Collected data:
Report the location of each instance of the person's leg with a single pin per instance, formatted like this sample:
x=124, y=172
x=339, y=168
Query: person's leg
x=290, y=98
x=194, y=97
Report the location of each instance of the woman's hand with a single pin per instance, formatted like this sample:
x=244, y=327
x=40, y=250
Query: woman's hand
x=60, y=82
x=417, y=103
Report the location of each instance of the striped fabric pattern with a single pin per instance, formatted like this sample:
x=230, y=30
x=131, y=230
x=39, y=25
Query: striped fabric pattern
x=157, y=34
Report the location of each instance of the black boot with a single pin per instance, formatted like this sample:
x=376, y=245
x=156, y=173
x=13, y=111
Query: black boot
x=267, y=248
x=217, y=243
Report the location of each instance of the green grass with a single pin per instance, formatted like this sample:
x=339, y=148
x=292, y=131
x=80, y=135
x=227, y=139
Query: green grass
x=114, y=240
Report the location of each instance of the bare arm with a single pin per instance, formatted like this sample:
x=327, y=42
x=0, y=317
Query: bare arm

** ABOUT THIS TASK **
Go through the entries above and count the lines containing the word "bare"; give only that count.

** TASK ANSWER **
2